## WHAT TO PRODUCE
Return all lines in the data where the string "building" can be found.

[Stored records]
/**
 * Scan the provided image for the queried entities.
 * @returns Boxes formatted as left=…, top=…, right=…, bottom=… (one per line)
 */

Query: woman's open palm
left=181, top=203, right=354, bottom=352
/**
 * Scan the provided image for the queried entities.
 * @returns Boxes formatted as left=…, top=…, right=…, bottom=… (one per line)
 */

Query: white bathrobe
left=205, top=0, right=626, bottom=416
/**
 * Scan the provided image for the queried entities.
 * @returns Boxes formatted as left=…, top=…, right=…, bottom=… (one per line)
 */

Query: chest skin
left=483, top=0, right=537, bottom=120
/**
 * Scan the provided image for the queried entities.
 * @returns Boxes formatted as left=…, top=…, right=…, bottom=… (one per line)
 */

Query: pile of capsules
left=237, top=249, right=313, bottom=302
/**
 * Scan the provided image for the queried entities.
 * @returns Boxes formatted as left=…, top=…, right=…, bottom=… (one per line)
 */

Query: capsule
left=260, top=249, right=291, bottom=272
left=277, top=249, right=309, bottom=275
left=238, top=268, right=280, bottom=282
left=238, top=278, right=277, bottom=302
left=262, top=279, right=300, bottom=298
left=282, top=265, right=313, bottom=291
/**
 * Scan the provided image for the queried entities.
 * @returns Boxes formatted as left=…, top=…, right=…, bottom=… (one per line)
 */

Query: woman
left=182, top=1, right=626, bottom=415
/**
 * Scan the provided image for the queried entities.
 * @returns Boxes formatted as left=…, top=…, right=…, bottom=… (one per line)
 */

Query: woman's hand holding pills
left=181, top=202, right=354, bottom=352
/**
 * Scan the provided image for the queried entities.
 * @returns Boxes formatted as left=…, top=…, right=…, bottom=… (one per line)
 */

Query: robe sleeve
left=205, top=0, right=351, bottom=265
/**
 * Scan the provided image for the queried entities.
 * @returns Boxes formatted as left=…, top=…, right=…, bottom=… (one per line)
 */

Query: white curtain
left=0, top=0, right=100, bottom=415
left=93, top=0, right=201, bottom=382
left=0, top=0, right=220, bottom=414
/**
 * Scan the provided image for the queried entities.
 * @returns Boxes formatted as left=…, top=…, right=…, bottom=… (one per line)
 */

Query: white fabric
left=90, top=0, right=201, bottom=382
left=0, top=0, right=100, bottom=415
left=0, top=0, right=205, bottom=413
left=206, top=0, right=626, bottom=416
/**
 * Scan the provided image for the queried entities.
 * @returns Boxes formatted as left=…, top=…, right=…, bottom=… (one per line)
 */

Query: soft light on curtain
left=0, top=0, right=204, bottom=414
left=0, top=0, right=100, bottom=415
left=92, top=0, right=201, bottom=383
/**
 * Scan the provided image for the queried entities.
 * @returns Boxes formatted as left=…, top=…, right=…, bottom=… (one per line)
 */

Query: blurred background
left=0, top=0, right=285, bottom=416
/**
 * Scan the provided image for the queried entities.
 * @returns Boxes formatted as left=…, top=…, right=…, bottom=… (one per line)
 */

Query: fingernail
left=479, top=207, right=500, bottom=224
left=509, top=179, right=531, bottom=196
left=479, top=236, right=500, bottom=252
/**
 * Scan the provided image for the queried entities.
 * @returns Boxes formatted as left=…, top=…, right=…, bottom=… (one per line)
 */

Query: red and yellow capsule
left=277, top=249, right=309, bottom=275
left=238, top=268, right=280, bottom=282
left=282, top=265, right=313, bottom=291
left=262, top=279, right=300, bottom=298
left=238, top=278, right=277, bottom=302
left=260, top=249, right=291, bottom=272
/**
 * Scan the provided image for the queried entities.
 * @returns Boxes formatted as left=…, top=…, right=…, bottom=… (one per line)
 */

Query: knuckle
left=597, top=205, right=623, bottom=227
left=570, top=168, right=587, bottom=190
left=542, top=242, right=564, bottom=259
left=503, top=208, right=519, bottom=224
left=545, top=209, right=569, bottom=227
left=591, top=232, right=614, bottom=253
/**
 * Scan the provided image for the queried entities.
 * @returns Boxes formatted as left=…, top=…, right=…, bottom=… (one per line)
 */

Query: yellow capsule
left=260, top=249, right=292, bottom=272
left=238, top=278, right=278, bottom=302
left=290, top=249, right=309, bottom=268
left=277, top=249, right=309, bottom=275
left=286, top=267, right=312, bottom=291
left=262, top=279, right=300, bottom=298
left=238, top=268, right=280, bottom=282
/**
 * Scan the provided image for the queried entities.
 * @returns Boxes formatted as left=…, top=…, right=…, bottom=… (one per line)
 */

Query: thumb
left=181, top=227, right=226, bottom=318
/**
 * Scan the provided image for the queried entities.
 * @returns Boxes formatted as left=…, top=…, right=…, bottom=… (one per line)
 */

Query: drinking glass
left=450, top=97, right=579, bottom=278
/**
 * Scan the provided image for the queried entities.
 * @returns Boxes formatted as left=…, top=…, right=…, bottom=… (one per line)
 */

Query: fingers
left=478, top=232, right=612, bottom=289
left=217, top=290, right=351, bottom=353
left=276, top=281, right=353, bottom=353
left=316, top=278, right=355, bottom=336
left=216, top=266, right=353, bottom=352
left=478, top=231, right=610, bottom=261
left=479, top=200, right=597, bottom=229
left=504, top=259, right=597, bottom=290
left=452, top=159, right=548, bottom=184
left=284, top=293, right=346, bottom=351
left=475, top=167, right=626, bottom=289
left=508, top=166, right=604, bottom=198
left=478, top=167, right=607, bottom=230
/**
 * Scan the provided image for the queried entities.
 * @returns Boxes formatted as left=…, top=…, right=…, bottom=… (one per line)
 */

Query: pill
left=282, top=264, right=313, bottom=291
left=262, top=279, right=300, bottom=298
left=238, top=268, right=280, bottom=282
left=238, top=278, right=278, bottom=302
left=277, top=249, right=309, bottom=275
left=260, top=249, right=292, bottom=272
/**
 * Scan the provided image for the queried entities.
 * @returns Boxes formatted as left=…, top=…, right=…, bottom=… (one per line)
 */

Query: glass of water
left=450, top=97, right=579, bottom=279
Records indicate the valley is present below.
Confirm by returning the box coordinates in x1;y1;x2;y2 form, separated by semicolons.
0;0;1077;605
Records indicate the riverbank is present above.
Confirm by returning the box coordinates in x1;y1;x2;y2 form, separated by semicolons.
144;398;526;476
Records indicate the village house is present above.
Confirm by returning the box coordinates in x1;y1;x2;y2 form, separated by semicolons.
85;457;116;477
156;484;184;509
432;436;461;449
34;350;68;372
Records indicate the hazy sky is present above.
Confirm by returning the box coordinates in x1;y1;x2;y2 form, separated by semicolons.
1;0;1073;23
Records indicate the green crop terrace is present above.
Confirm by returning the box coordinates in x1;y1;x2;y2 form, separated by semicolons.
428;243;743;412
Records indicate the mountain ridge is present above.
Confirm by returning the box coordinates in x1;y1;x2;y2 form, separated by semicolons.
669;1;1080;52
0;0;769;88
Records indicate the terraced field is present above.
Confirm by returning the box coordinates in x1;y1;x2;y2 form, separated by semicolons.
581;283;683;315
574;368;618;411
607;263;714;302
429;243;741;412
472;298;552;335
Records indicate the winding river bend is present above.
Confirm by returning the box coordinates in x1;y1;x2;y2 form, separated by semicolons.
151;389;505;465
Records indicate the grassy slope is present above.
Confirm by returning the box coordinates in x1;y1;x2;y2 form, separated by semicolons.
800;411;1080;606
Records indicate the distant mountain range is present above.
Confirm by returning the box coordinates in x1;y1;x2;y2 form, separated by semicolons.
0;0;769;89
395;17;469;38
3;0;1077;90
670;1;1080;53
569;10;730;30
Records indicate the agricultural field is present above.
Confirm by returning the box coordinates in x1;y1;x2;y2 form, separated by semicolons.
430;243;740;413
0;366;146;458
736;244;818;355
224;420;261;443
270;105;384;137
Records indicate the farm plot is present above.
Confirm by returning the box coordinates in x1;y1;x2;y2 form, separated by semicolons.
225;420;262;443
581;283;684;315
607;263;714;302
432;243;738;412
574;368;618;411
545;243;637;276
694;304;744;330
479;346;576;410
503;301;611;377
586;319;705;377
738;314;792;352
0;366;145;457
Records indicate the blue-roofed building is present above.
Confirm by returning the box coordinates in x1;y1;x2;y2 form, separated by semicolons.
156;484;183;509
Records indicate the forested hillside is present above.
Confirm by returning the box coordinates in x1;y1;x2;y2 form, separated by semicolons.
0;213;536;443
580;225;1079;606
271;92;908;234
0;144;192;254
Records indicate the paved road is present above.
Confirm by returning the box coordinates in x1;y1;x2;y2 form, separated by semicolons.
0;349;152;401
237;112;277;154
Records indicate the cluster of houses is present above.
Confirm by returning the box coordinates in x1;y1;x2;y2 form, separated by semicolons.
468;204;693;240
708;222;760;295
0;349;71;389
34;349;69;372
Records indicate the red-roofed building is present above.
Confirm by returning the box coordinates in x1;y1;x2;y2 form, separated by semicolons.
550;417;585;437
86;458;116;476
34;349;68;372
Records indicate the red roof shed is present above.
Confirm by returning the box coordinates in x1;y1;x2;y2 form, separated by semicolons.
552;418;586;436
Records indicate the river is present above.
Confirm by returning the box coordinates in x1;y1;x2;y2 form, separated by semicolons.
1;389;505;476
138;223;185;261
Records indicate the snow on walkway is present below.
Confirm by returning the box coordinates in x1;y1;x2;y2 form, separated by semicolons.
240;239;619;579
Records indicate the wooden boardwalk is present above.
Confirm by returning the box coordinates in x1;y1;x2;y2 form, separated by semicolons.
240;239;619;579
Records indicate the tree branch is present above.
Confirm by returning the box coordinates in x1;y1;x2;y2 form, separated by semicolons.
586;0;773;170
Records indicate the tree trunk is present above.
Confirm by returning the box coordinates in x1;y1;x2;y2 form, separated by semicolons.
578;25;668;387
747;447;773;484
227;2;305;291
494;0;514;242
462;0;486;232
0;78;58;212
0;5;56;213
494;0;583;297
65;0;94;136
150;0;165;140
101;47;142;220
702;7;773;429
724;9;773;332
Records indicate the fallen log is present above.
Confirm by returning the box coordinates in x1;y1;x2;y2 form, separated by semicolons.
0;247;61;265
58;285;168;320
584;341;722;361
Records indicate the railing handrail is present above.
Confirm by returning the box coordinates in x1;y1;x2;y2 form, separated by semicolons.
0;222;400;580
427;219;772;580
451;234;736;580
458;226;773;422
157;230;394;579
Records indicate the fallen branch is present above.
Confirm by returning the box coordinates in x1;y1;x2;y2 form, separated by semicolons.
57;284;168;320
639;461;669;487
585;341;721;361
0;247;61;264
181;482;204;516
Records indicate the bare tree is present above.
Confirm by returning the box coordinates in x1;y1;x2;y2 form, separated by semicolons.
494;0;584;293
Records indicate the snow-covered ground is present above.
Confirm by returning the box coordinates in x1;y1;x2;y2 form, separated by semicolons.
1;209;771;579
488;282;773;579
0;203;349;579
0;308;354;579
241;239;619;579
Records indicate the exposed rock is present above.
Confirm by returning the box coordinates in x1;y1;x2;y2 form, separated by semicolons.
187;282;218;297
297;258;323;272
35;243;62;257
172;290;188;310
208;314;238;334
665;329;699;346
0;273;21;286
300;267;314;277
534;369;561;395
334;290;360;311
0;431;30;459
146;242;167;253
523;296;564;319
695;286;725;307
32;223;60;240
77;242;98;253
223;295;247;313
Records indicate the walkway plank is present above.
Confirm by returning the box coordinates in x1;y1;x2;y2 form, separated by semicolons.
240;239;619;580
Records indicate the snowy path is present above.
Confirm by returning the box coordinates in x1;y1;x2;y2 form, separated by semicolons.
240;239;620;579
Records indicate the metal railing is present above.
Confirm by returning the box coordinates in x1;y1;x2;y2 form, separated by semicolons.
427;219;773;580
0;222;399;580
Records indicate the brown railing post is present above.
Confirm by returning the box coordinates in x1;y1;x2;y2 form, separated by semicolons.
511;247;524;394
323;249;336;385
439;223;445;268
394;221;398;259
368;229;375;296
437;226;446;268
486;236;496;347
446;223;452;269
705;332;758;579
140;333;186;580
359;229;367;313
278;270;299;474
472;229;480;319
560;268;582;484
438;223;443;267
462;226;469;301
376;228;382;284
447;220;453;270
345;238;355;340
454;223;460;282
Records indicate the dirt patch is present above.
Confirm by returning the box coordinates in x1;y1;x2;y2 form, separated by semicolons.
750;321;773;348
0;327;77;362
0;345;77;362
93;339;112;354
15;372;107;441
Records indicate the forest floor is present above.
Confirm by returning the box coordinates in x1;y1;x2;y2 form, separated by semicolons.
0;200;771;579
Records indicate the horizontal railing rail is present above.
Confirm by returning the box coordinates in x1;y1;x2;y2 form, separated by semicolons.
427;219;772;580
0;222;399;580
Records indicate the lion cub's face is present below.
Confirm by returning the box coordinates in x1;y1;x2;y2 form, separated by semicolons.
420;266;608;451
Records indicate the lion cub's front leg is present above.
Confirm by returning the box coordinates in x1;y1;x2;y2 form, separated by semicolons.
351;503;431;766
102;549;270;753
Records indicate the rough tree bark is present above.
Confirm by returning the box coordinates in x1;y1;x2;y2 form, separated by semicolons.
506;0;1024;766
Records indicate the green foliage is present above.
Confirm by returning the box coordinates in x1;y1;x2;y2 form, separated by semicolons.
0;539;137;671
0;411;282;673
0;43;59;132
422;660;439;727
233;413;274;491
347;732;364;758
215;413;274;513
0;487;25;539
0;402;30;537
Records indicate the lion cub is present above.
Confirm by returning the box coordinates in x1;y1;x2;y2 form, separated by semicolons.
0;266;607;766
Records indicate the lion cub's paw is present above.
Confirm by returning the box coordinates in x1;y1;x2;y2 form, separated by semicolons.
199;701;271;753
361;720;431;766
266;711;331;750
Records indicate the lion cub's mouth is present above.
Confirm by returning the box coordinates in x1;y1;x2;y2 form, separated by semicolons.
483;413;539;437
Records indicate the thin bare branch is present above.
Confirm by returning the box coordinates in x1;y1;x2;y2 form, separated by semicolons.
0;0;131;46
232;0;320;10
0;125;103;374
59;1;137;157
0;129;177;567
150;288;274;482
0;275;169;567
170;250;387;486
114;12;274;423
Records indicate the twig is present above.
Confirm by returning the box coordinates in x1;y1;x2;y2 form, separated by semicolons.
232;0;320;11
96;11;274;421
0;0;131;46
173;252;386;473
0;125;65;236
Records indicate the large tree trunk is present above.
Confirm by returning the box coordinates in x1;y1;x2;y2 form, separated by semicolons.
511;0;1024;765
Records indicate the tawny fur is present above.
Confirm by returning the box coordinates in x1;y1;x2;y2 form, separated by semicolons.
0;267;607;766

## WRITTEN SOLUTION
Records indicate the blue-roofed building is present above.
Records indicate the red-roofed building is present above.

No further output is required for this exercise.